• _SHORT PROBLEM_: Rewrite all the records below, replacing "one point per instance" with "one point per occurrence" wherever it occurs and leaving everything else unchanged.

· · · ·

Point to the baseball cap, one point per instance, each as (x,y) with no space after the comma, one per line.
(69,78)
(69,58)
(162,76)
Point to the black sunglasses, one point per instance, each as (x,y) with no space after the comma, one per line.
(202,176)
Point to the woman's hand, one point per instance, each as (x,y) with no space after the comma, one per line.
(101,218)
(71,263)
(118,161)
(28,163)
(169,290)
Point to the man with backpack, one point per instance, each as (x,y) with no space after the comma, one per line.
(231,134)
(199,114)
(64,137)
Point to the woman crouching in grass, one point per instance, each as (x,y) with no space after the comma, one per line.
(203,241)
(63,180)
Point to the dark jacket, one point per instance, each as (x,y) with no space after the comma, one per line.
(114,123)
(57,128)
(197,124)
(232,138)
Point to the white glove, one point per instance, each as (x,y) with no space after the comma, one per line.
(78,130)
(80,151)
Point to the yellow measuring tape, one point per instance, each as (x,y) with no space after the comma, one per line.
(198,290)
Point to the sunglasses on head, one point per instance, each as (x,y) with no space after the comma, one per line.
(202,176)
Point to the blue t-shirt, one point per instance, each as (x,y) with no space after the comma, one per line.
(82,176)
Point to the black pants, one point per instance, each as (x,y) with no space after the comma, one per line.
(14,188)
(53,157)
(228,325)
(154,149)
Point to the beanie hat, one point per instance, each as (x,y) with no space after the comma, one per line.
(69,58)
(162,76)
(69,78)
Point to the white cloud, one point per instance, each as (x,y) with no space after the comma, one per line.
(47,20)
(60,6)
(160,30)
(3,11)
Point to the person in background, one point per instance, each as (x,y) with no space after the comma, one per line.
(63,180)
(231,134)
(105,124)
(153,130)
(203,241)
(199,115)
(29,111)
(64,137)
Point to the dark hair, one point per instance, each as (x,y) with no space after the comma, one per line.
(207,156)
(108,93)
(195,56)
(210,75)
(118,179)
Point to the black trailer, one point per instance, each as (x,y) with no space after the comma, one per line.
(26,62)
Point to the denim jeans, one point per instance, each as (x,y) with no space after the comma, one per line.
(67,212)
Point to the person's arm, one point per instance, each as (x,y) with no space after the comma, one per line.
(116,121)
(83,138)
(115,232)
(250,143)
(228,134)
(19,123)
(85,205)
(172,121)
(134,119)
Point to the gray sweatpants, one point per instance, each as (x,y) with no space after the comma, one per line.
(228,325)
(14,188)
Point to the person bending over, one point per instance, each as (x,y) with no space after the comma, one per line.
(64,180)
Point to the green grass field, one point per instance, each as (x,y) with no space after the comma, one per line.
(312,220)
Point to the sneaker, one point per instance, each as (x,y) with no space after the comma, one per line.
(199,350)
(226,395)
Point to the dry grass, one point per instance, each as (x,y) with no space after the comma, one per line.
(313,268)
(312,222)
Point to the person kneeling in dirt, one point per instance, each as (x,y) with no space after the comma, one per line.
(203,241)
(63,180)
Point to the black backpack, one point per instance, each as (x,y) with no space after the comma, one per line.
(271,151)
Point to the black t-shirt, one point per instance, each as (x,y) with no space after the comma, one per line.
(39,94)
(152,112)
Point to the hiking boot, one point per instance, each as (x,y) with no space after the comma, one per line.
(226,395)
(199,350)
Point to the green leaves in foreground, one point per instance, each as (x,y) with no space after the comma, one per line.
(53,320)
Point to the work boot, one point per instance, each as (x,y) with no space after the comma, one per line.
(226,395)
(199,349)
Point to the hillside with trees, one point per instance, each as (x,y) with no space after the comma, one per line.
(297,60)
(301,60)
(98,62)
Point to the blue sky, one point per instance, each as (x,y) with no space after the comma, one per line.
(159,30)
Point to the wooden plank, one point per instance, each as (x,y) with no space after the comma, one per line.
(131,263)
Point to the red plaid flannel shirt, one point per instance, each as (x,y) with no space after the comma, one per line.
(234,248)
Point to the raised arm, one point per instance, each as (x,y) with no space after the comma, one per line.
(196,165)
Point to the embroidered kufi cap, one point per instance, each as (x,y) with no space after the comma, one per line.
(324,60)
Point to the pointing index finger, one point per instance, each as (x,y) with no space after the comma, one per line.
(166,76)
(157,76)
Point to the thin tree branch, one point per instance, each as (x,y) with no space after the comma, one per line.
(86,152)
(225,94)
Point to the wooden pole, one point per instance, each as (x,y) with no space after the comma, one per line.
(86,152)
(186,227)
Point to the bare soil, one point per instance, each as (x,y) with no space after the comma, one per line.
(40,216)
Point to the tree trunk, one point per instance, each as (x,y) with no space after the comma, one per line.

· · · ·

• _OUTPUT_:
Point to the baseball cap, one point per occurrence, each as (x,y) with no space after the comma, one per line.
(69,78)
(69,58)
(162,76)
Point to the black sunglasses, one point per occurrence, each as (x,y) with no space after the comma, one per line.
(202,176)
Point to the woman's hand, one point per occurrence, each as (x,y) with no space after the comma, one per line.
(101,218)
(71,263)
(118,161)
(28,163)
(169,290)
Point to the man with backpack, one point per occurrence, each as (x,y) with no space after the comma, one per line.
(231,134)
(199,114)
(64,137)
Point to the woman crouching in grass, one point per occurrence, each as (x,y) with no space after the comma, one per line.
(203,241)
(63,180)
Point to the dark jacket, one point per occurrence, each as (x,y) with no space after the comma, one per line.
(114,123)
(57,128)
(197,124)
(232,138)
Point to the white glove, one point per occurrence, each as (x,y) with no space after the comma, one per line.
(78,130)
(80,151)
Point to the yellow measuring tape, one point per occurrence, each as (x,y) with no space after the comma, one per line.
(198,290)
Point to the sunglasses on head, one point per occurrence, each as (x,y) with no space after the comma, one per line.
(202,176)
Point to the blue t-shirt, one point per occurrence, each as (x,y) with no space after the comma, one per line.
(82,176)
Point to the black pants, one point per occurrence, each as (x,y) with no space after the comma, one per line.
(14,188)
(53,157)
(228,325)
(154,149)
Point to the beanie hat, one point per occurrence, each as (x,y) with no space after the comma, one per line.
(69,58)
(162,76)
(69,78)
Point to the white cloud, one point per occurrence, each as (x,y) with no space after the comma, one per line.
(47,20)
(60,6)
(160,30)
(3,11)
Point to the person in background, one point per occurrence, each as (x,y) with no space after the comma, one per line.
(63,180)
(231,134)
(105,124)
(153,130)
(203,241)
(199,115)
(29,111)
(64,137)
Point to the dark hair, one point per occurrence, each as (x,y) with no space after the comma, one per line.
(207,156)
(108,93)
(195,56)
(210,75)
(118,179)
Point to the black trailer, one point per occurrence, each as (x,y) with no space after the comma, one per line.
(26,62)
Point to the denim jeans, one point per occurrence, each as (x,y) with no space after the comma, one per line.
(67,212)
Point to the person's arm, one point per occurrence, each as (x,y) with no space after the comma, one per line.
(116,121)
(83,138)
(115,232)
(250,143)
(228,134)
(19,123)
(85,205)
(172,121)
(134,119)
Point to the gray sweatpants, one point per occurrence, each as (x,y) with no space after the comma, one per line.
(228,325)
(14,188)
Point to the person bending over, one point per occurrence, each as (x,y) with no space after the comma, one per line.
(64,180)
Point to the green grass field, one point per occurrence, each as (x,y) with no space after the comma, one per line.
(312,220)
Point to the sneaker, one point per occurrence, each as (x,y) with no space after the comma, one per line.
(199,350)
(226,395)
Point to the dry grass, one point per occurrence, each as (x,y) with no space after the comma, one per line.
(313,268)
(312,222)
Point to the person kneeling in dirt, one point per occurrence, each as (x,y) with no space after the comma, one per line.
(203,241)
(63,180)
Point to the black backpack, one point per occurrence, each as (x,y) with no space after the comma, one per line.
(271,151)
Point to the black t-shirt, one point per occurrence, each as (x,y) with no space after the comma, one per line.
(39,94)
(152,112)
Point to the hiking boot, one point per occurrence, each as (x,y) with no space after the comma, one per line.
(226,395)
(199,350)
Point to the green leaves in foreground, one point per occurrence, each as (x,y) with no space after the comma, one per line.
(53,320)
Point to the work boot, one point per occurrence, each as (x,y) with no space after the comma, one per line.
(226,395)
(199,349)
Point to the hillside with trees, one point per occurrence, each as (x,y) with no space after the comma, one per line.
(297,60)
(301,60)
(98,62)
Point to the blue sky, one point per occurrence, each as (x,y) with no space after the comma, one per line.
(159,30)
Point to the wooden plank, one point per occurrence, each as (x,y) with no space after the comma, one per line.
(131,263)
Point to the red plaid flannel shirt, one point per occurrence, each as (x,y) with no space after the comma, one per line.
(234,248)
Point to the raised arm, one point per occurrence, each as (x,y) with no space after the comma, one per line.
(196,165)
Point to the embroidered kufi cap, one point per occurrence, each as (x,y) with no space after the comma, one per line.
(324,60)
Point to the pointing index finger, one point per occurrence, each as (x,y) with no space after the comma, one per line.
(166,76)
(157,76)
Point to the thin tree branch, one point per occurrence, each as (x,y) with no space after the comma, one per line.
(86,152)
(225,94)
Point to the wooden pole, one point per occurrence, each as (x,y) with no space after the comma, one per line.
(86,152)
(186,227)
Point to the bare soil, one point per occurrence, each as (x,y) with no space after the comma, one per line.
(40,216)
Point to the tree trunk, one point per occurrence, each as (x,y) with no space after the comma, one per line.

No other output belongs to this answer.